Task requirements
Write out the records below word for word, please.

Task material
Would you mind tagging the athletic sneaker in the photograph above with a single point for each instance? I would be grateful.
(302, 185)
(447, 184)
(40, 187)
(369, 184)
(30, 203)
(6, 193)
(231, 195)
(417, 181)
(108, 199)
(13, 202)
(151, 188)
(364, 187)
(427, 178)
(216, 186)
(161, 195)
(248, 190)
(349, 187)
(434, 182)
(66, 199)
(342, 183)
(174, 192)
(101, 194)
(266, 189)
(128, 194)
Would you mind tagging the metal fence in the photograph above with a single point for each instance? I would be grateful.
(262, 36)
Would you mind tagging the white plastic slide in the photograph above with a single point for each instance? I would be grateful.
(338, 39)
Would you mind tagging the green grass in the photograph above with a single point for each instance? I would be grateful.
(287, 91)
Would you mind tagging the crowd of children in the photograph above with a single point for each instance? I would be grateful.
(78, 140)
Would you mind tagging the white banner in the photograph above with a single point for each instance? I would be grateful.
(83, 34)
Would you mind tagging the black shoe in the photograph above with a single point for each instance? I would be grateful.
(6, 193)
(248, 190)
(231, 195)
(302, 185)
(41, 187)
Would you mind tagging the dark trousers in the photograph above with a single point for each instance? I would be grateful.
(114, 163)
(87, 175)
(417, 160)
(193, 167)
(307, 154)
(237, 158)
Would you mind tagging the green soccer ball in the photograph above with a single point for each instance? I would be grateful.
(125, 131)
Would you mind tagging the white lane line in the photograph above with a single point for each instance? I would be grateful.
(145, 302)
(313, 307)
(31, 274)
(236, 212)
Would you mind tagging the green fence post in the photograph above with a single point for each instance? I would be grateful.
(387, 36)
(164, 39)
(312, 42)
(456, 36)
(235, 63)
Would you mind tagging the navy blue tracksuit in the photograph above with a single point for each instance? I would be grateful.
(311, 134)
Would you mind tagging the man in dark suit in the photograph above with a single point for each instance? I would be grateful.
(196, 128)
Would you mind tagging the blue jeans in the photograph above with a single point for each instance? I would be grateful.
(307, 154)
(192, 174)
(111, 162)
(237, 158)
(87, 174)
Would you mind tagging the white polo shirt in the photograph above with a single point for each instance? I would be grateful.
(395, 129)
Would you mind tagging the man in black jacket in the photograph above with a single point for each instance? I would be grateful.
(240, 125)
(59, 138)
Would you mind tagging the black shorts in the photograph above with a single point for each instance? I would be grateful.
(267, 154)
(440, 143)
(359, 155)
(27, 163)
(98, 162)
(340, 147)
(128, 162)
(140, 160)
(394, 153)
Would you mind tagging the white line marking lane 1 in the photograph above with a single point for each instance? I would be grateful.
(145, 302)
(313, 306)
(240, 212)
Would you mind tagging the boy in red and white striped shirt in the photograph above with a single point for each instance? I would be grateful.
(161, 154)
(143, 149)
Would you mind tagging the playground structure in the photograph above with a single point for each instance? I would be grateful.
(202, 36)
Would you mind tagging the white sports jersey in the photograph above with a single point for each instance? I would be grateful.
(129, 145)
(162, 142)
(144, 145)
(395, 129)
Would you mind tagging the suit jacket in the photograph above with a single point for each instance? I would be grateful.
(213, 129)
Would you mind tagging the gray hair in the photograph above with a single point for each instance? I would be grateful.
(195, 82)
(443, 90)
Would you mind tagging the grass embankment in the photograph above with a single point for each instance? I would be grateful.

Output for this task
Would you mind tagging the athletic sneaker in the photograph above with a single point for each instance? I would be grateful.
(302, 185)
(447, 184)
(40, 187)
(369, 184)
(30, 203)
(6, 193)
(231, 195)
(417, 181)
(108, 199)
(13, 202)
(151, 188)
(364, 187)
(427, 178)
(216, 186)
(161, 195)
(248, 190)
(349, 187)
(434, 182)
(66, 199)
(342, 183)
(174, 192)
(101, 194)
(266, 189)
(128, 194)
Would you mind tagging the metal fence in the photograph above with a single point for each instance? I would be grateful.
(262, 36)
Would you mind tagging the white plastic slide in the photograph above with a single point for each instance? I would be grateful.
(338, 39)
Would you mind tagging the green grass in the photograph above with a single point for each instance? I would be grateful.
(287, 91)
Would you mind tagging the crowd of children in the photograph above with a single point for each instance? I would be grateful.
(78, 140)
Would you mind tagging the white banner in the photograph above with a single point for each instance? I would be grateful.
(83, 34)
Would you mind tagging the black shoe in the photograph above with a single point for each instance? I would be grateful.
(6, 193)
(248, 190)
(231, 195)
(302, 185)
(41, 187)
Would you mind tagging the dark trousers in the photograph above with a single point for each instance? I would be grateful.
(114, 163)
(87, 175)
(417, 160)
(193, 167)
(307, 154)
(237, 158)
Would you mind tagging the green soccer ball in the photograph above with a single point for each instance? I would be grateful.
(125, 131)
Would you mind tagging the white lane line in the photograph above with a single point for each instance? I would be grateful.
(145, 302)
(313, 307)
(31, 274)
(236, 212)
Would you mind tagging the green fence post in the photograph above with a single point for each instance? I would be grateful.
(387, 36)
(164, 39)
(312, 42)
(456, 36)
(235, 63)
Would you mind tagging the navy blue tracksuit in the photograph above with a single point for each instance? I would be grateful.
(311, 134)
Would you mind tagging the man in dark suit in the photograph above with a single point for each instance? I would be grateful.
(196, 128)
Would you mind tagging the blue jeans in the photograph above with a single point for each instance? I would be grateful.
(307, 154)
(192, 174)
(111, 162)
(237, 158)
(87, 174)
Would you mind tagging the white polo shirt in the photograph above with a single point for each instance? I would be grateful.
(395, 129)
Would you mind tagging the man in black jacket in the photograph above with a single point for each instance? I would be grateful.
(240, 125)
(59, 138)
Would you mind tagging the black shorts in the photograph above with a single point for each instance? I would be grateful.
(267, 154)
(440, 143)
(359, 155)
(27, 163)
(98, 162)
(340, 147)
(128, 162)
(140, 160)
(394, 153)
Would you mind tagging the white line marking lane 1 in the photograph above with a single point for each instance? I would be grateful.
(145, 302)
(313, 306)
(240, 212)
Would you mind tagging the boy in red and white striped shirt in the photograph above with a single point for each instance? I would be grateful.
(161, 154)
(143, 149)
Would you mind tagging the playground structure in the photograph above with a single point for each instance? I would be grateful.
(202, 36)
Would you mind tagging the white sports jersey in the photograph above with a single point for each instance? I would be grateful.
(129, 145)
(162, 142)
(144, 145)
(395, 129)
Would you mind tagging the suit jacket in the photograph above with a single point for each instance? I would be grateful.
(213, 129)
Would you mind tagging the gray hair in the photograph above with a single point for each instance? I would be grateful.
(195, 82)
(443, 90)
Would you mind tagging the grass embankment in the photograph above with a single point for each instance? I would be grateful.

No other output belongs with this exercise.